#### Given instruction:
Turn the lines below into a numbered list, omitting any blank lines.

Stored data:
+===+

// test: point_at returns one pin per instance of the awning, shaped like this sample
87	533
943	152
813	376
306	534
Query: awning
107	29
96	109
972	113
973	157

+===+

#### Solved exercise:
1. // test: point_at returns one pin per instance of the awning, shaped like this sample
2. 87	533
3. 943	152
4. 813	376
5. 306	534
6. Query: awning
7. 107	29
8. 96	109
9. 972	113
10. 973	157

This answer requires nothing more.